Please return the entries below unchanged, from the line with "occurrences of green" up to and including the line with "occurrences of white".

Extracted information:
__________________________________________________
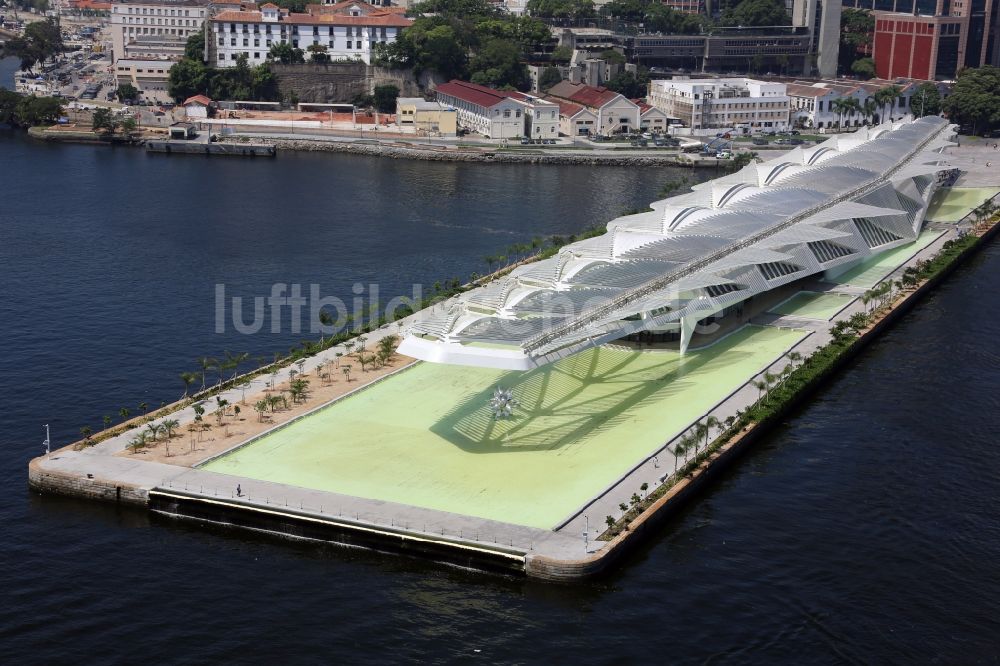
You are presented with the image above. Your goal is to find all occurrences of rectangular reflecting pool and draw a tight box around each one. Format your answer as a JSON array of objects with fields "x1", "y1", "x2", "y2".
__________________________________________________
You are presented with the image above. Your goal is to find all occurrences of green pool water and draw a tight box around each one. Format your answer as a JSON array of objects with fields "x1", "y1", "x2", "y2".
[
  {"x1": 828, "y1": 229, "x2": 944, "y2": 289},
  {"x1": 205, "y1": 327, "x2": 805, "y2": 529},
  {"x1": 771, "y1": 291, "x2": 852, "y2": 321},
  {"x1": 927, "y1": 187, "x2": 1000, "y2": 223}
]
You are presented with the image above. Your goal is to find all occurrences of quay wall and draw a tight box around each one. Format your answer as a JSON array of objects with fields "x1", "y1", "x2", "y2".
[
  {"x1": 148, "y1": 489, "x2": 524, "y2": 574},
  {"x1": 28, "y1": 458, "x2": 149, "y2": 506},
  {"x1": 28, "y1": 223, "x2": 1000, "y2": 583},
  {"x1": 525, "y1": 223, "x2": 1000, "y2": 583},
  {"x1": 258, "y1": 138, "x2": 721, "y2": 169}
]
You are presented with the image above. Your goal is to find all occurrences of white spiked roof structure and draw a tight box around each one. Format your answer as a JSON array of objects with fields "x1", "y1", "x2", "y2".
__________________________________________________
Result of this exercise:
You are presented with the image above. Your goal is to find all occurrences of green pool water and draw a tight box around each one. Format your answer as a JSON array of objects with fields "x1", "y1", "x2", "y2".
[
  {"x1": 828, "y1": 229, "x2": 944, "y2": 289},
  {"x1": 205, "y1": 327, "x2": 805, "y2": 529},
  {"x1": 771, "y1": 291, "x2": 852, "y2": 321},
  {"x1": 927, "y1": 187, "x2": 1000, "y2": 223}
]
You are presented with the image above. Your goal is to find all occurrences of quay wall and draw a tight box around each one. Format your answer as a JSON array of objects with fields "x1", "y1", "x2", "y2".
[
  {"x1": 148, "y1": 489, "x2": 524, "y2": 574},
  {"x1": 28, "y1": 458, "x2": 149, "y2": 506},
  {"x1": 28, "y1": 223, "x2": 1000, "y2": 583},
  {"x1": 525, "y1": 223, "x2": 1000, "y2": 583},
  {"x1": 258, "y1": 138, "x2": 721, "y2": 169}
]
You are presented with the image above. Your goal is to find all occurrences of white spiked roof structure and draw a tight box around each one. Format your answer as a JSON array of objects with fields "x1", "y1", "x2", "y2".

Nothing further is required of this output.